(Items from a dataset)

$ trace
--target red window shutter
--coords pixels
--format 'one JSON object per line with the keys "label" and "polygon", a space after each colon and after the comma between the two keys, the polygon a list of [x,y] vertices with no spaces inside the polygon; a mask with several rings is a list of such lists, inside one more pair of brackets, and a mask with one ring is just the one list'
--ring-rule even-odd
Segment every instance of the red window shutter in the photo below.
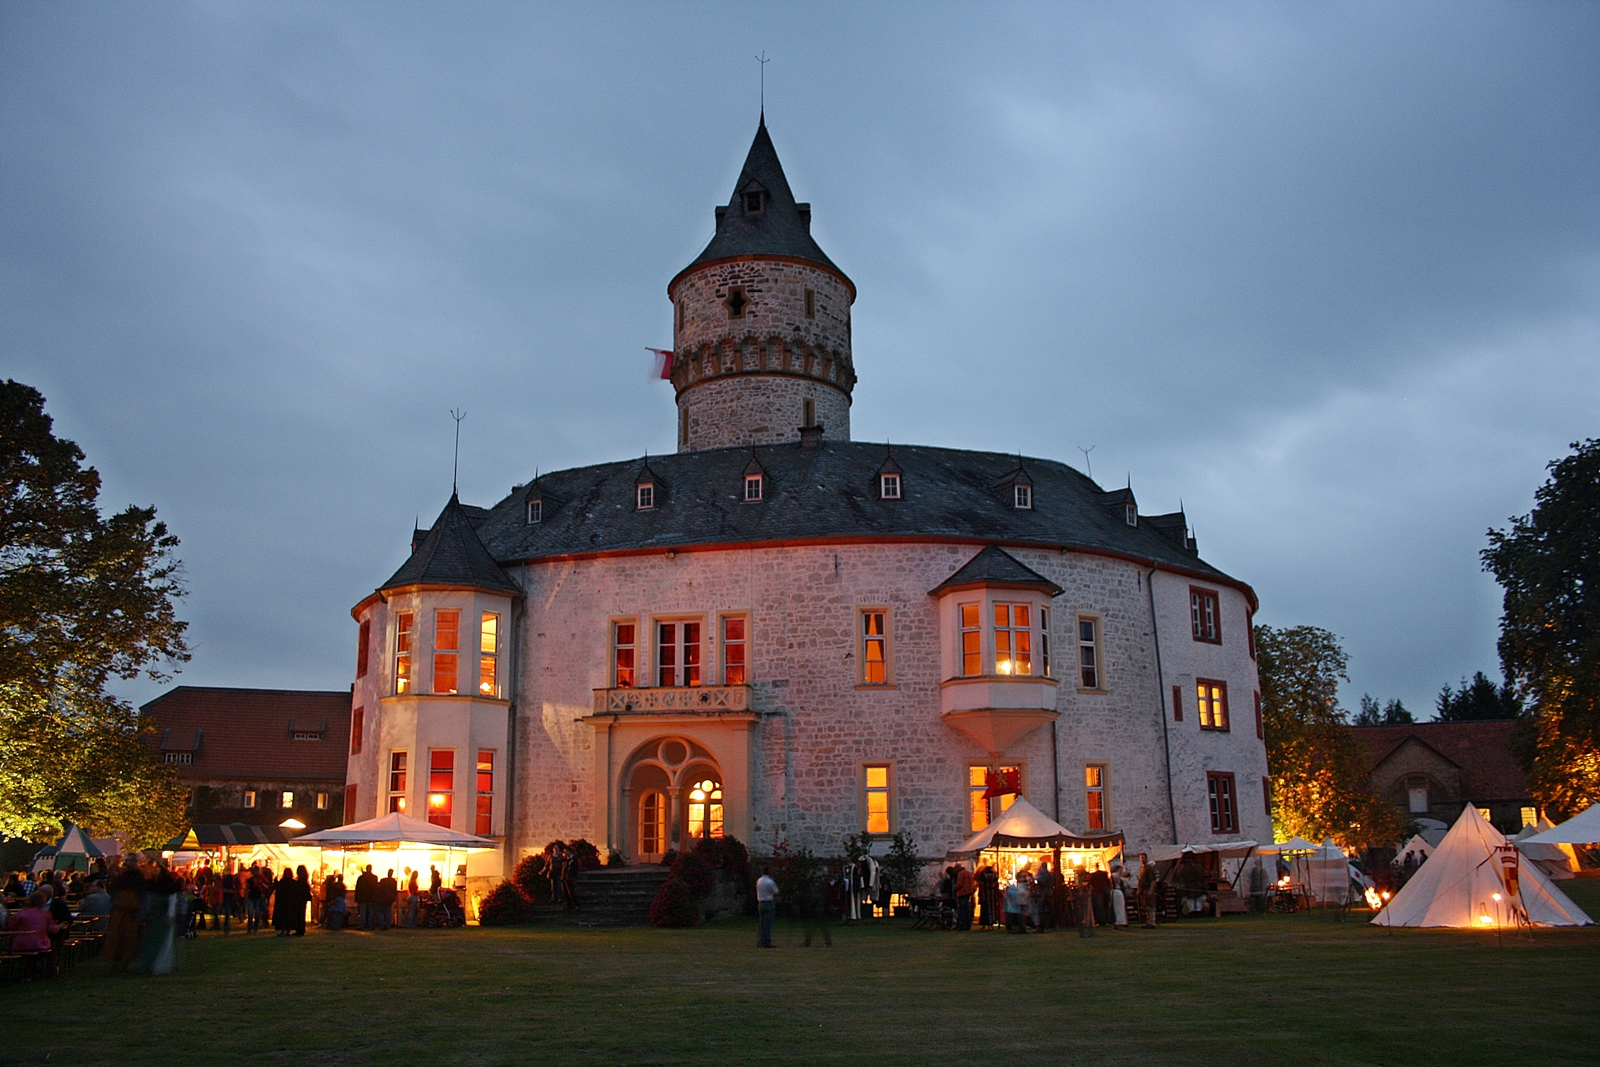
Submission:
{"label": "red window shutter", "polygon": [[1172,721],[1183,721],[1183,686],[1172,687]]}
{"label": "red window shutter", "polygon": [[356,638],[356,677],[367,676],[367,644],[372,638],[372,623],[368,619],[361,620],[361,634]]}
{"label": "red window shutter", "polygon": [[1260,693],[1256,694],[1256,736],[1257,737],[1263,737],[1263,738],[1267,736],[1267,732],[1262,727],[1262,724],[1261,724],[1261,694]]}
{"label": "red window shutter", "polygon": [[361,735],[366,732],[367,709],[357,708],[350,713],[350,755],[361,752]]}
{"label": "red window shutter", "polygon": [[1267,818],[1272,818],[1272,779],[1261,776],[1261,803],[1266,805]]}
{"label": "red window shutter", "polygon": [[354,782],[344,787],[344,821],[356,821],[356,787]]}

...

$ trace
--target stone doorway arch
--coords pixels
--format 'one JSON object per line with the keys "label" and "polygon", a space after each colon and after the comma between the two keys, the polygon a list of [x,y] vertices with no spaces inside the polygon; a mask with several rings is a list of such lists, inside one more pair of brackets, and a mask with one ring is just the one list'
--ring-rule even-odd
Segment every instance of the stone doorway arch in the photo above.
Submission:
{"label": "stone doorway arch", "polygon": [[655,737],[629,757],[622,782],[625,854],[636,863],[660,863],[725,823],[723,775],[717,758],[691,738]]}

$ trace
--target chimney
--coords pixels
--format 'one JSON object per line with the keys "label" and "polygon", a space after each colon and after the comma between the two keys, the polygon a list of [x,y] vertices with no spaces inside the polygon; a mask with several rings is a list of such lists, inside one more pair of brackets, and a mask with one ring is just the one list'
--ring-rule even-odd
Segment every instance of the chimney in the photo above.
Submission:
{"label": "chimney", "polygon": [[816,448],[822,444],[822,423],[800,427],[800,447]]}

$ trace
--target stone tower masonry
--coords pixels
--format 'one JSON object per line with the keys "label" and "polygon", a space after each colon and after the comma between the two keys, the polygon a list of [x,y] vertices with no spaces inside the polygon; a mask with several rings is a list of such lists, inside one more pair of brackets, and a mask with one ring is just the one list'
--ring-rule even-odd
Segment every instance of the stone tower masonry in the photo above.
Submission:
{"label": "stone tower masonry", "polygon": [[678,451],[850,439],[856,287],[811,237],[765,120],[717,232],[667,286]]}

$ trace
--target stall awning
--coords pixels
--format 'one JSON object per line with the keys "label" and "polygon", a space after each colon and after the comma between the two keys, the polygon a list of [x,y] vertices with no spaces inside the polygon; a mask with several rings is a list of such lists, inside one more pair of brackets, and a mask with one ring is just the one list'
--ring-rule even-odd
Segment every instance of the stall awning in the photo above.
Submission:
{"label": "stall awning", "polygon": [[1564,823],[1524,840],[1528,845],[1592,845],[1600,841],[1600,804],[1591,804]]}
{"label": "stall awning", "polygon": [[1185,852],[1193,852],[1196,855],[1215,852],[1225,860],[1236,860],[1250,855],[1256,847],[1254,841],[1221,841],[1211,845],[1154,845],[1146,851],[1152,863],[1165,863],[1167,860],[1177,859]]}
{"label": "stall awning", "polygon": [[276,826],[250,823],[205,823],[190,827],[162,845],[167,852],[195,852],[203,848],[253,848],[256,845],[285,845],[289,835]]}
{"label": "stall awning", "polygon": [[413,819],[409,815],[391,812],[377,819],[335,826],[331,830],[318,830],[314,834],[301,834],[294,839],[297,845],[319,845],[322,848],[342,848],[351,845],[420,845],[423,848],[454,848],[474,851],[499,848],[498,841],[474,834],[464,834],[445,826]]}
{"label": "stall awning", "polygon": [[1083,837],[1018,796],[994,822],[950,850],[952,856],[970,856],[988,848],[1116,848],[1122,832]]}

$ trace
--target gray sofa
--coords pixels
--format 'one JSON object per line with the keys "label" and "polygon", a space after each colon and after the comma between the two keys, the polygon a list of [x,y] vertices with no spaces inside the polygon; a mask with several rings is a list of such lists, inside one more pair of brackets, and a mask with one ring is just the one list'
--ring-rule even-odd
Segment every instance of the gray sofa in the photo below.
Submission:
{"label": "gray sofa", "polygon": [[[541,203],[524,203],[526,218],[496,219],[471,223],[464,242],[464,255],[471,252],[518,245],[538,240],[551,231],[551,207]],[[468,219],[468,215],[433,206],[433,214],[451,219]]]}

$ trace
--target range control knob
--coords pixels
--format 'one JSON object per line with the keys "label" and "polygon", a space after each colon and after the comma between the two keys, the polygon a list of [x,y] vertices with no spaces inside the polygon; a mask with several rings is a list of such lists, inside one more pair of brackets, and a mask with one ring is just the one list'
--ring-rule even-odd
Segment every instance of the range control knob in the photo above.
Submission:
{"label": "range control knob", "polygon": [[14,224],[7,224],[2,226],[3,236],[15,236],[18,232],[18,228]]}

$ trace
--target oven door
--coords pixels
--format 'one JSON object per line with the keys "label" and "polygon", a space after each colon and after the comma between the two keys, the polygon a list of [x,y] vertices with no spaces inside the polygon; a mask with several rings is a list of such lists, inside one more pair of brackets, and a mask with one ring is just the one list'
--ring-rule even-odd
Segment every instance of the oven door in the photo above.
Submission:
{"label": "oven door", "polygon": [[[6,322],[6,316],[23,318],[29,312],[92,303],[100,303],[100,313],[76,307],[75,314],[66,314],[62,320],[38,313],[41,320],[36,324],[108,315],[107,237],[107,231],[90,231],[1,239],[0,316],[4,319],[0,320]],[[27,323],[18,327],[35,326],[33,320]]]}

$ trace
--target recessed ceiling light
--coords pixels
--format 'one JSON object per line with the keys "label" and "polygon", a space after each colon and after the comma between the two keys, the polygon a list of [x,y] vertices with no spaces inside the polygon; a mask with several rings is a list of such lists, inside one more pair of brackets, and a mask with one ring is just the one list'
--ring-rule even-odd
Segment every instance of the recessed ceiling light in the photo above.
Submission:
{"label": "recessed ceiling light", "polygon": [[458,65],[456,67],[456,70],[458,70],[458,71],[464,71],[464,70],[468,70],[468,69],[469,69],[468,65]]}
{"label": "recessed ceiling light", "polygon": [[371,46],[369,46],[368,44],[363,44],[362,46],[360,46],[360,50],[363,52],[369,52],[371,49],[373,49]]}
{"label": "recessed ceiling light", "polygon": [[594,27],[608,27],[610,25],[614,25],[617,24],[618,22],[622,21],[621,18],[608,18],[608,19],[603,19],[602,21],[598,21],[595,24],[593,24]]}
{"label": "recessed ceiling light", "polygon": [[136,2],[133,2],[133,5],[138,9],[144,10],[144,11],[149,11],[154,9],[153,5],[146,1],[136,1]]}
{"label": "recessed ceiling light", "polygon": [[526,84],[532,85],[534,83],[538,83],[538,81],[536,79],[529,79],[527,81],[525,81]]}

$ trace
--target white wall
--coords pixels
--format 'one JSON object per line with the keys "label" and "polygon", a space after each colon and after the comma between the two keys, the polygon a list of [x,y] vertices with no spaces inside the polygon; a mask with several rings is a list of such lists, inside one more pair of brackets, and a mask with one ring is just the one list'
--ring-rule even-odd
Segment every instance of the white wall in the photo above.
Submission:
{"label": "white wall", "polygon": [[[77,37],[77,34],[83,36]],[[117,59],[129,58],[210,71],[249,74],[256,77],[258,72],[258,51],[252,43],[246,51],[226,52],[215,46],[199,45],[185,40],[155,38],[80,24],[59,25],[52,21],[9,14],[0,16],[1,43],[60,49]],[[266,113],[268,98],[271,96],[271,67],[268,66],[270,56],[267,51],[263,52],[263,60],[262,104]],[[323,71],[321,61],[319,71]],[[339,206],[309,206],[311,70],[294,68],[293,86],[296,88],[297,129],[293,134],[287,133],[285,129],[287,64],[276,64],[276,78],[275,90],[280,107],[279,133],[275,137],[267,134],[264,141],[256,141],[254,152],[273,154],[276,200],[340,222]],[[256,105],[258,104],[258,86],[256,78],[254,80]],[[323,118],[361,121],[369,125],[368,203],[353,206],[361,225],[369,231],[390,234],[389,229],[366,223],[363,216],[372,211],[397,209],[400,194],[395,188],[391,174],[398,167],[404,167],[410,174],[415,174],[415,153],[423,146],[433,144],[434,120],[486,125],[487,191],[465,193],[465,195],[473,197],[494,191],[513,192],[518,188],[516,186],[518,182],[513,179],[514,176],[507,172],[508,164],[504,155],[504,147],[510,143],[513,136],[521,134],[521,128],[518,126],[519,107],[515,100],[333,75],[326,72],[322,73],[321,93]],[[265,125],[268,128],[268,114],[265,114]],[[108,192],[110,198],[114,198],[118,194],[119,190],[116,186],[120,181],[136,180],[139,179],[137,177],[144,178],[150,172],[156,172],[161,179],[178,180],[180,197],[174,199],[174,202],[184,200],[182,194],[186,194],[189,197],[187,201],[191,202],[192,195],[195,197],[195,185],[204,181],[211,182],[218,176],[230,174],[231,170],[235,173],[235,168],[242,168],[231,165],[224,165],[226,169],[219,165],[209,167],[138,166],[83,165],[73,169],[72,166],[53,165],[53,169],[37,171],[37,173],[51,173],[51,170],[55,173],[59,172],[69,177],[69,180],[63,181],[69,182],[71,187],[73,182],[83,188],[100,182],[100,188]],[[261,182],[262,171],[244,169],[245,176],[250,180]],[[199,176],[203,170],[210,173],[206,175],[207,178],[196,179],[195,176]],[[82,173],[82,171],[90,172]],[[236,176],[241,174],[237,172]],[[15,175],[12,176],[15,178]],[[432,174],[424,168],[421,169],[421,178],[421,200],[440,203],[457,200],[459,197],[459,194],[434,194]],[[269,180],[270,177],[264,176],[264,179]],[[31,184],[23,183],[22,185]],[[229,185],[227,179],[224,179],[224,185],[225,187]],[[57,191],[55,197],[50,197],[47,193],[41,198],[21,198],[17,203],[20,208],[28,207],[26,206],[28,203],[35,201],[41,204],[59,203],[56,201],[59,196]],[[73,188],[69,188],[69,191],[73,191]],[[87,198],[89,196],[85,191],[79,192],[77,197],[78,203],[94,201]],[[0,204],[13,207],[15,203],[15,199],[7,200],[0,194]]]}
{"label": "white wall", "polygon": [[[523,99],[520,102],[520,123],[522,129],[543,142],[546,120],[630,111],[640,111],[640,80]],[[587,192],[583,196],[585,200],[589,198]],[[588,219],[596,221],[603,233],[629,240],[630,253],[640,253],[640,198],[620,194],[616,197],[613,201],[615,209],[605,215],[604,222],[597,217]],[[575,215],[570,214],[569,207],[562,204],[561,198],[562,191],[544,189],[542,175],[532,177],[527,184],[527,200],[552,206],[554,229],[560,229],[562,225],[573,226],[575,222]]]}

WHAT THE TASK REQUIRES - State how many lines of the entries above include the word "target", offering no text other than the number.

WRITTEN ANSWER - 10